EXERCISE PROMPT:
Reproduce each of the following lines verbatim, with no alteration.

^^^^

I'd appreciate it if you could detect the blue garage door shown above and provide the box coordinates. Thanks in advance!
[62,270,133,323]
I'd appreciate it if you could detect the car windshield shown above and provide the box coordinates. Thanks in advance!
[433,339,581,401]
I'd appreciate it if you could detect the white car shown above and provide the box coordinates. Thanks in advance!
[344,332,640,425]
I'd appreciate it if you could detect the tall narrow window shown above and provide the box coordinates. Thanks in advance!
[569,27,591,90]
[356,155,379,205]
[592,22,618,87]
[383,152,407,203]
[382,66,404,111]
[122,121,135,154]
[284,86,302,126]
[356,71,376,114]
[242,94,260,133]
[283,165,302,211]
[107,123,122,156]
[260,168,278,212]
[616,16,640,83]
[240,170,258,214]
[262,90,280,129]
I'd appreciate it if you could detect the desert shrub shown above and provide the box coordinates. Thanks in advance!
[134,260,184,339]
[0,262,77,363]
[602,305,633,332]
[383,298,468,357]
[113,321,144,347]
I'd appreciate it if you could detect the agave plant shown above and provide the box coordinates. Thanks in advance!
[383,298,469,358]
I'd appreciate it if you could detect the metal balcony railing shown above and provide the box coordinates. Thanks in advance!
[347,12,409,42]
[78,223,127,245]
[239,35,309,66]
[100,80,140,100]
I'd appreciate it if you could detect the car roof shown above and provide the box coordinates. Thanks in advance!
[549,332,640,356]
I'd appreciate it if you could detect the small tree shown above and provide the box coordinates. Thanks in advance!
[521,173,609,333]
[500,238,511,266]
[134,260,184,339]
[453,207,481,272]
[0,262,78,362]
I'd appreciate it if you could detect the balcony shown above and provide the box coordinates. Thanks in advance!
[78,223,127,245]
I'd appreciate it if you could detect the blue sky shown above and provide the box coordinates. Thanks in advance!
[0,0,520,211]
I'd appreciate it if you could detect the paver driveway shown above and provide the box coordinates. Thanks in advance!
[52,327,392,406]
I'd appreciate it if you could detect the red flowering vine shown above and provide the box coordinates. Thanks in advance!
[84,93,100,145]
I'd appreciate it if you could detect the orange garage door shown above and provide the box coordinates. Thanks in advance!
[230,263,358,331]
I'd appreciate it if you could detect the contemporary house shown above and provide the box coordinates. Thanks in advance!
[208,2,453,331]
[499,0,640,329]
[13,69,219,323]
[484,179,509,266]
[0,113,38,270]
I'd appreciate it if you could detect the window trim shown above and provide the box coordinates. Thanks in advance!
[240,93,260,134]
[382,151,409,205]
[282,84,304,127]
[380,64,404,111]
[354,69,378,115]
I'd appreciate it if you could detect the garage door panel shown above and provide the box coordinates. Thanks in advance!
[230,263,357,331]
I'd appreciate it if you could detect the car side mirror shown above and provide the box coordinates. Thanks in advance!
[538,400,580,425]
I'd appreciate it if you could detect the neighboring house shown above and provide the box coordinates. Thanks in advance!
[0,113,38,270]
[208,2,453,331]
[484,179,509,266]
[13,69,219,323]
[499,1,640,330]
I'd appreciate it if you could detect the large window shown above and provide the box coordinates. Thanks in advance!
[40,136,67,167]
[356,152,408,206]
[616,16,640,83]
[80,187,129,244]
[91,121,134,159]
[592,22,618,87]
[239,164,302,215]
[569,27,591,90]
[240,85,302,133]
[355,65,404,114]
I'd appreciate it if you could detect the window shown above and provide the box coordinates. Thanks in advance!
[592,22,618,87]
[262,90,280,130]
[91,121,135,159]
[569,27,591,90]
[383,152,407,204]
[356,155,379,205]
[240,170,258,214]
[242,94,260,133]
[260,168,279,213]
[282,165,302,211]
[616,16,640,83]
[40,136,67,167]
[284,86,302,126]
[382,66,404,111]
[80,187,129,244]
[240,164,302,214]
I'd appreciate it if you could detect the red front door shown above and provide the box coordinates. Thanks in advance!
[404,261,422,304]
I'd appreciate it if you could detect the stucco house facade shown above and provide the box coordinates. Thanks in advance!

^^^^

COMPLETE OUTPUT:
I'd appreciate it if you could detect the blue garage door shown above and provide the box coordinates. Thanks in advance!
[62,270,133,323]
I'd appreciate it if you could detect the car windshield shown above and provide the box coordinates. Thanks in advance!
[433,339,581,401]
I'd appreciate it if you could detect the white car shown above and provide the box coordinates. Thanks in advance!
[344,332,640,425]
I'd appreciate it if you could detect the tall narrow window shown above and provide the box coordinates. Thanks in advance!
[569,27,591,90]
[356,155,379,205]
[592,22,618,87]
[383,152,407,203]
[382,66,404,111]
[122,121,135,154]
[284,86,302,126]
[356,71,376,114]
[242,94,260,133]
[283,165,302,211]
[107,123,122,156]
[260,168,278,212]
[616,16,640,83]
[240,170,258,214]
[262,90,280,129]
I'd appreciate it if you could detect the desert shrub shown above and provide the box coordinates. Thanks in advance!
[134,260,184,339]
[0,262,77,363]
[602,305,633,332]
[383,298,468,357]
[113,321,144,347]
I'd appreciate it if you could detect the agave plant shown above and provide the box coordinates. Thanks in advance!
[383,298,469,358]
I'd appreciate it if you could detect the metal balcony railing shown above and provide the box coordinates. Thanks in advance!
[347,12,409,42]
[78,223,127,245]
[239,35,309,66]
[100,80,140,100]
I'd appreciate it if you could detect the car roof shown above and provide the box coordinates. Thanks in advance!
[549,332,640,356]
I'd appreciate it if you could detect the small tree shown above and provide the box coordinates. Thanks in advance!
[521,173,609,333]
[500,238,511,266]
[134,260,184,339]
[453,207,481,272]
[0,262,78,362]
I'd appreciate it if you could detect the balcony shown above and provide the box coordinates. Thanks in advance!
[78,223,127,245]
I'd appreciate it if you could detect the blue sky shown above and provide the box coordinates. Thanks in advance!
[0,0,520,211]
I'd appreciate it if you could detect the paver driveway shown above and provide the box coordinates. Thanks in advance!
[52,327,392,406]
I'd appreciate it if you could detect the red flowering vine shown above and provide the box coordinates. Thanks in advance!
[84,93,100,145]
I'd appreciate it if you could detect the orange garage door shown above and provide the box coordinates. Thanks in advance!
[230,263,358,331]
I'd appreciate it if you could detect the contemporary house shown above and provide the box coordinates. Thanks in advance!
[208,2,453,331]
[499,0,640,329]
[13,69,219,323]
[484,179,509,266]
[0,113,38,270]
I'd appreciate it if you could detect the window trim shown above and provide the box coordinates. Thanks in advance!
[240,93,260,134]
[382,151,409,205]
[282,84,304,127]
[380,64,404,111]
[354,69,378,115]
I'd appreciate it if you could detect the garage door panel shown above and provide the box coordinates. Thanks in advance!
[230,263,357,331]
I'd appreciate it if you could detect the car side mirror shown above and provide the box coordinates. Thanks in advance!
[538,400,580,425]
I'd appreciate it if you could detect the neighboring house shown above and provide the box coordinates. Thanks in advance!
[0,113,38,270]
[208,2,453,331]
[484,179,509,266]
[13,69,219,323]
[499,1,640,330]
I'd appreciate it if you could detect the large window shown above and provide the box coordinates. Thanks in advance!
[40,136,67,167]
[356,152,408,206]
[616,16,640,83]
[80,187,129,244]
[91,121,134,159]
[592,22,618,87]
[239,164,302,215]
[569,27,591,90]
[240,85,302,133]
[355,65,404,114]
I'd appreciate it if you could detect the window shown above and provide the box coordinates. Thanks in advance!
[592,22,618,87]
[262,90,280,130]
[91,121,135,159]
[569,27,591,90]
[383,152,407,204]
[356,155,379,205]
[240,170,258,214]
[242,94,260,133]
[260,168,279,213]
[282,165,302,211]
[616,16,640,83]
[40,136,67,167]
[284,86,302,126]
[382,66,404,111]
[80,187,129,244]
[240,164,302,214]
I'd appreciate it if you could detect the red front door shown above and provide the box coordinates. Thanks in advance!
[404,261,422,304]
I'd appreciate it if you could detect the stucco house facade shown above and provide the box coordinates. Thanks in advance!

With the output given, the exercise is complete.